» Problem to solve: Everything from the line with "the window frame." through the last line of the records below should be copied exactly, both ends included.
§ §
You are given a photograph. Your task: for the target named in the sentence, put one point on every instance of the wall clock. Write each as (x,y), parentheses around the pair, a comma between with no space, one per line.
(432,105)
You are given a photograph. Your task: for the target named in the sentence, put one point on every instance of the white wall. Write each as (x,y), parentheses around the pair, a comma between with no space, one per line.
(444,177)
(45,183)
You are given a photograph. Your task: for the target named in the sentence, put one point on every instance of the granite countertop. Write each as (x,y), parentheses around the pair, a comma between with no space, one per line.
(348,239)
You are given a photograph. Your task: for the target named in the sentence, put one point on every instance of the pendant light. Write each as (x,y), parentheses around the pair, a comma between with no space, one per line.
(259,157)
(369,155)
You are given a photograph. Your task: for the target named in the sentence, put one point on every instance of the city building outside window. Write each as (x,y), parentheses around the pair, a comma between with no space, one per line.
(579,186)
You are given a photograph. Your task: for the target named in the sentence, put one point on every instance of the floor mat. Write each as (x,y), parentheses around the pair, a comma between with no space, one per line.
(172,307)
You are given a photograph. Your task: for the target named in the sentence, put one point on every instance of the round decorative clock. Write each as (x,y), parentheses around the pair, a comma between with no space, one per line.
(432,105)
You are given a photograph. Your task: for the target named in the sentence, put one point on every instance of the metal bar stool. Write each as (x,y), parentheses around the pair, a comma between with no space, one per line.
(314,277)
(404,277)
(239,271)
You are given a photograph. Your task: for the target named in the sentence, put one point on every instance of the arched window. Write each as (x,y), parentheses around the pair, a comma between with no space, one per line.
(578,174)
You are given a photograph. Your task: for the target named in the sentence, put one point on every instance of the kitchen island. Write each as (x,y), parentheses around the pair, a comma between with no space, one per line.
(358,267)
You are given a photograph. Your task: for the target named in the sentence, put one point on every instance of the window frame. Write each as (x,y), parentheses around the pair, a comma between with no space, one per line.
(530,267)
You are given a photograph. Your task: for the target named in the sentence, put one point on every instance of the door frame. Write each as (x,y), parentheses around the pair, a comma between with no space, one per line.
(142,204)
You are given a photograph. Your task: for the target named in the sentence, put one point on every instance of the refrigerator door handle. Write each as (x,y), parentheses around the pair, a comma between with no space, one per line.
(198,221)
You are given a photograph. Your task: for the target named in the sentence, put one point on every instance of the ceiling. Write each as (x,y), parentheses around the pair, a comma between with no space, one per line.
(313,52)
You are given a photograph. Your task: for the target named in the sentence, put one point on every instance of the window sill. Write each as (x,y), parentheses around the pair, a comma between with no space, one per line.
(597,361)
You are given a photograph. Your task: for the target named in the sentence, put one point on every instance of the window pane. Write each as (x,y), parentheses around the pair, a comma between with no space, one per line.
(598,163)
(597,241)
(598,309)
§ §
» Response to the exercise:
You are given a photograph. Your task: for the target named in the sentence, put one point on every instance of the window frame. Write each as (x,y), parentheses around the pair, a comma between with no space, one per line.
(530,267)
You are given a photograph. Your task: for the target named in the sentence, put one point on every instance of the door frame. Write each as (x,y), parentheses around the pair, a comma between with no space, one per line.
(142,204)
You are given a photograph. Your task: for the target named in the sentence, put one point on every instance of the refrigerator door handle. Write each as (x,y), parentheses around the pair, a comma between with no space, one per line.
(198,221)
You are given a photograph. Your task: for the target named in the sentence, put one point on every instance of the ceiling. Write each as (x,y), parentheses around the pair, a comma between with no space, one per line.
(313,52)
You are given a photograph. Your task: for the target named in the sentence, put one point on every instance of the window sill. Write each as (x,y), parentheses around the pair, a comma between with no space, one per line.
(597,361)
You are given a photograph. Your task: for the target named in the sentence, put one point on every instance of the window pane. Write each as (x,y), parentheses around the pair, a comma between with no space, one per line.
(598,163)
(597,241)
(598,309)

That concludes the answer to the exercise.